▶ Instruction
Output the records below as a two-column CSV with the headers "prompt" and "boxes". Give one row per record, with its text in the first field and its answer in the second, each field in quotes and any line breaks changed to spaces, and leave the pictures out.

++++++

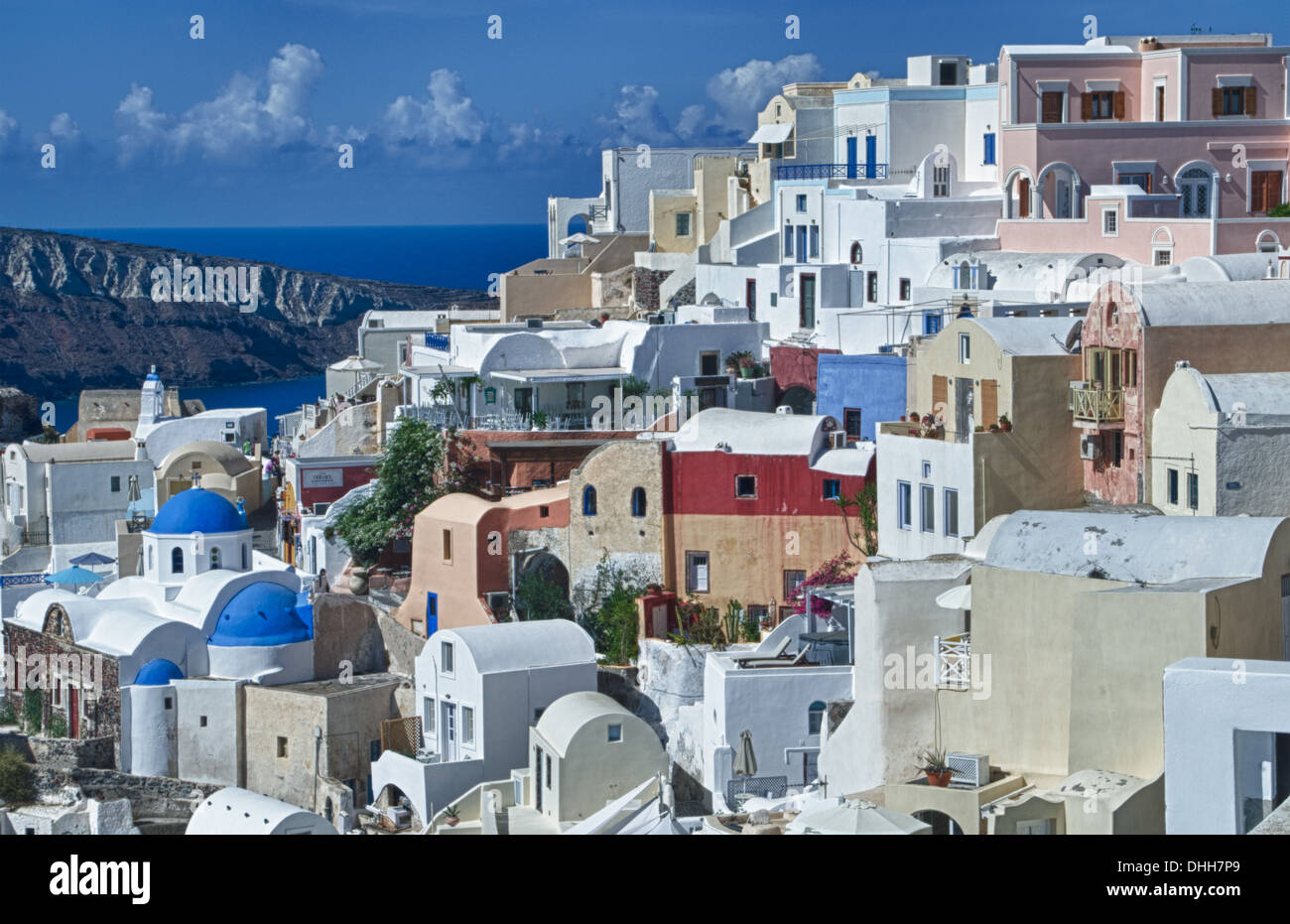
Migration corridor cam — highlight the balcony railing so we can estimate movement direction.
[1071,382,1125,423]
[775,164,887,180]
[936,632,971,691]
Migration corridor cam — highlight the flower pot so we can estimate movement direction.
[924,770,955,786]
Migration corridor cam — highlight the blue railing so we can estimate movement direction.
[775,164,886,180]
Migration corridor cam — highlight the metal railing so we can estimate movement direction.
[775,164,887,180]
[1071,382,1125,423]
[936,632,971,691]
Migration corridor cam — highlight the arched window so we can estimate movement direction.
[807,700,825,734]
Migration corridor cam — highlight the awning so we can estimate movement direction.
[748,123,794,145]
[489,366,628,384]
[937,584,971,609]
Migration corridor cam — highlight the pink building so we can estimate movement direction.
[998,35,1290,266]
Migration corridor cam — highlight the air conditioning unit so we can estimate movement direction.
[946,753,989,786]
[487,590,511,617]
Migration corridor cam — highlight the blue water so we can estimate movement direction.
[51,224,547,289]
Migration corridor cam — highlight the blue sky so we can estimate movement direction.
[0,0,1290,227]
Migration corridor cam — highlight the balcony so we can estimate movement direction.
[775,164,887,180]
[936,632,971,691]
[1071,382,1125,427]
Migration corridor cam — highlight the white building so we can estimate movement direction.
[371,619,596,821]
[1148,360,1290,516]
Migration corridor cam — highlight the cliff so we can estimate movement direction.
[0,228,497,400]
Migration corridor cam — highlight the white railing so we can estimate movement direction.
[936,632,971,689]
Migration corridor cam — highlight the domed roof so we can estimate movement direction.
[134,658,184,687]
[149,485,248,536]
[210,581,314,648]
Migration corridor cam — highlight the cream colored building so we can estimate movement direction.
[1147,360,1290,516]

++++++

▶ Complete answer
prompt,boxes
"Migration corridor cam — highlight the balcony railing so we can estimate movement direction.","[1071,382,1125,423] [775,164,887,180] [936,632,971,691]"
"Migration corridor cam — highlight the flower pot so we can estimate movement direction.","[924,770,955,786]"
"Migration corridor cam — highlight the blue railing so we can estimate movement direction.","[775,164,886,180]"
"Migration corridor cam — highlight the metal railing so we can estimate movement direction.","[775,164,887,180] [1071,382,1125,423] [936,632,971,691]"
"Migration corridor cam — highlight the arched window so we can estimate movement direction.","[807,700,825,734]"
"Migration corridor cam — highlight the awning so we can estimate movement direction.","[748,123,794,145] [489,366,628,384] [937,584,971,609]"
"Migration corridor cam — highlight the pink building so we can estimate movement direction.","[998,35,1290,266]"
"Migration corridor cam — highlight the air conditioning unit so we can estimate movement direction.","[946,753,989,786] [487,590,511,617]"
"Migration corridor cam — highlight the blue water so we can estimate movement direction.","[51,224,547,289]"
"Migration corridor cam — highlight the blue sky so we can estimate movement direction.","[0,0,1290,227]"
"Migration corridor cam — highlight the balcony so we can estimate movement direction.","[775,164,887,180] [936,632,971,691] [1071,382,1125,427]"
"Migration corridor cam — highlight the white building so we can estimate movement direction.","[371,619,596,821] [1148,360,1290,516]"
"Migration corridor cam — highlight the cliff so we can estimate movement direction.","[0,228,497,400]"
"Migration corridor cam — highlight the white railing so we can estimate movement direction.","[936,632,971,689]"
"Migration corridor cam — highlight the domed roof so we can estimate movement direction.","[134,658,184,687] [149,485,248,536] [210,581,314,648]"
"Migration corridor cam — highlight the cream colored building so we can estimate movement direction.","[1147,360,1290,516]"